*WHAT YOU WILL DO*
Only the run of lines from the one containing "Grounding query — element: golden" through the last line should be returned, exactly as written.

-*-

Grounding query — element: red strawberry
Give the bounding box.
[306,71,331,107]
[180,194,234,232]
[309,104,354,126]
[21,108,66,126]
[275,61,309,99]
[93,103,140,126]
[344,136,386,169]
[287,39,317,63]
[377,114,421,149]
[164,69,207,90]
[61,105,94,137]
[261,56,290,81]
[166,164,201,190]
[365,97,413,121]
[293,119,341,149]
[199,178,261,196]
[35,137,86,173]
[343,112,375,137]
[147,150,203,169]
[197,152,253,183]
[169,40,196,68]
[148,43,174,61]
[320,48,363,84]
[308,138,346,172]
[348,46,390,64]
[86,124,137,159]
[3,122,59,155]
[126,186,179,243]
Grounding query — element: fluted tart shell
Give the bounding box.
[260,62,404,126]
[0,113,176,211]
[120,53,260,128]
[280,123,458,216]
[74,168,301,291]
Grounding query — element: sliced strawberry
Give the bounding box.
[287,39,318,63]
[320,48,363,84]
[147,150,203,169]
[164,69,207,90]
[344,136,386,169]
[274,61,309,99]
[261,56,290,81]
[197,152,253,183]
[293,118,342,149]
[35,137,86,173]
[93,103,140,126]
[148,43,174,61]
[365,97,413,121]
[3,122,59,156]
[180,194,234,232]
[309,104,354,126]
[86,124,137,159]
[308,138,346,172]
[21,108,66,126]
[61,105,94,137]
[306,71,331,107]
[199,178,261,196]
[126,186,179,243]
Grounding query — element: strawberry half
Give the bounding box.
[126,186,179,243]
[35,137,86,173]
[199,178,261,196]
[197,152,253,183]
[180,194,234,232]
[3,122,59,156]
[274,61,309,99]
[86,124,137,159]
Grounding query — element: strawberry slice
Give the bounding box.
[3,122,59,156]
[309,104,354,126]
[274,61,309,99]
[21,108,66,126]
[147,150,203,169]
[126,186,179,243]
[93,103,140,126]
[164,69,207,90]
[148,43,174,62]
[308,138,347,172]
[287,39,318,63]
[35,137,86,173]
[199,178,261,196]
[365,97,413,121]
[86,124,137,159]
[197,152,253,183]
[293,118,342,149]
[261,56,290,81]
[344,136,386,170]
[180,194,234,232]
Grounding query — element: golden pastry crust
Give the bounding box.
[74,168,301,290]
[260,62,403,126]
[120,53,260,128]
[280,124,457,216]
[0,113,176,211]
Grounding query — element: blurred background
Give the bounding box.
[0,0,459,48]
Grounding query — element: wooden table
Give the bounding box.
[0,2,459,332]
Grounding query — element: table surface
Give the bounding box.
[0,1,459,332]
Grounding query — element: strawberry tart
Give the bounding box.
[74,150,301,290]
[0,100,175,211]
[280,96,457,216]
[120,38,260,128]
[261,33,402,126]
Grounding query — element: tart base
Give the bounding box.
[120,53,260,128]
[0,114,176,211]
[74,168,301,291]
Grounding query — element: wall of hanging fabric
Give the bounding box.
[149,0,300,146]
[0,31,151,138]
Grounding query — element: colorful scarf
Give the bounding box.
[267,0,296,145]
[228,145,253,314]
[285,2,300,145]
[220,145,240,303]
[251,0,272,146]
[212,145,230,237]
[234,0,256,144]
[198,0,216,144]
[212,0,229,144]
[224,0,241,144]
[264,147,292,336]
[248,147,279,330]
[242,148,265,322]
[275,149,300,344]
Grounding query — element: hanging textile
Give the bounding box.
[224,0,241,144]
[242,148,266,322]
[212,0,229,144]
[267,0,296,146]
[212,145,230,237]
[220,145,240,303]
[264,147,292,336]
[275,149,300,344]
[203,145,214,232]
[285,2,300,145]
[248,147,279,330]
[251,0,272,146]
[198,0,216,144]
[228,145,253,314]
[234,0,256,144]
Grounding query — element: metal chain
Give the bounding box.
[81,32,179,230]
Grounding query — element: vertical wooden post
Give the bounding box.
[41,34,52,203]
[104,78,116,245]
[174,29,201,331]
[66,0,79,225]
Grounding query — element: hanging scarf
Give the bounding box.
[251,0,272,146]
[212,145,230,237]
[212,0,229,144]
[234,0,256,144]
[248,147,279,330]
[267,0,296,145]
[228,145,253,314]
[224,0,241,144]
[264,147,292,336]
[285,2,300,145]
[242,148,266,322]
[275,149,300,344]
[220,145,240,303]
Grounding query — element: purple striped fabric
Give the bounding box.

-*-

*WRITTEN SOLUTION*
Grounding query — element: golden pastry crust
Give the bounding box.
[74,168,301,290]
[260,62,403,126]
[120,53,260,128]
[280,124,457,216]
[0,113,176,211]
Grounding query — element: blurred background
Give the bounding box.
[0,0,459,48]
Grounding query — element: wooden table
Give the bounding box.
[0,2,459,332]
Grounding query — element: table surface
Give the bounding box.
[0,1,459,332]
Grounding query — element: strawberry tart
Give the bounding box.
[74,150,301,290]
[0,100,175,211]
[280,96,457,216]
[120,38,260,128]
[261,33,402,126]
Grounding query — element: tart base
Give the bounding box.
[120,53,260,128]
[0,114,176,211]
[74,168,301,291]
Grounding query — element: wall of hanging fabric
Give the bounding box.
[149,0,300,146]
[0,31,151,138]
Grounding query — element: colorful scarf
Give the bounding box.
[267,0,296,145]
[228,145,253,314]
[285,2,300,145]
[220,145,240,303]
[251,0,272,146]
[212,145,230,237]
[234,0,256,144]
[198,0,216,144]
[212,0,229,144]
[224,0,241,144]
[264,147,292,336]
[248,147,279,330]
[242,148,265,322]
[275,149,300,344]
Grounding query — element: hanging textile
Give the bounding box.
[224,0,241,144]
[242,148,266,322]
[212,0,229,144]
[267,0,296,146]
[212,145,230,237]
[220,145,240,303]
[264,147,292,336]
[275,149,300,344]
[203,145,214,232]
[285,2,300,145]
[248,147,279,330]
[251,0,272,146]
[198,0,216,144]
[228,145,253,314]
[234,0,256,144]
Grounding query — element: metal chain
Give the bounding box.
[81,32,179,230]
Grounding query — element: vertical wooden post
Give the bounding box.
[41,34,52,203]
[104,78,116,245]
[174,29,201,331]
[66,0,79,225]
Grounding query — element: hanging scarf
Give the bounding box.
[251,0,272,146]
[212,145,230,237]
[212,0,229,144]
[234,0,256,144]
[248,147,279,330]
[267,0,296,145]
[228,145,253,314]
[224,0,241,144]
[264,147,292,336]
[285,2,300,145]
[242,148,266,322]
[275,149,300,344]
[220,145,240,303]
Grounding query — element: purple striped fabric
Give the bounding box.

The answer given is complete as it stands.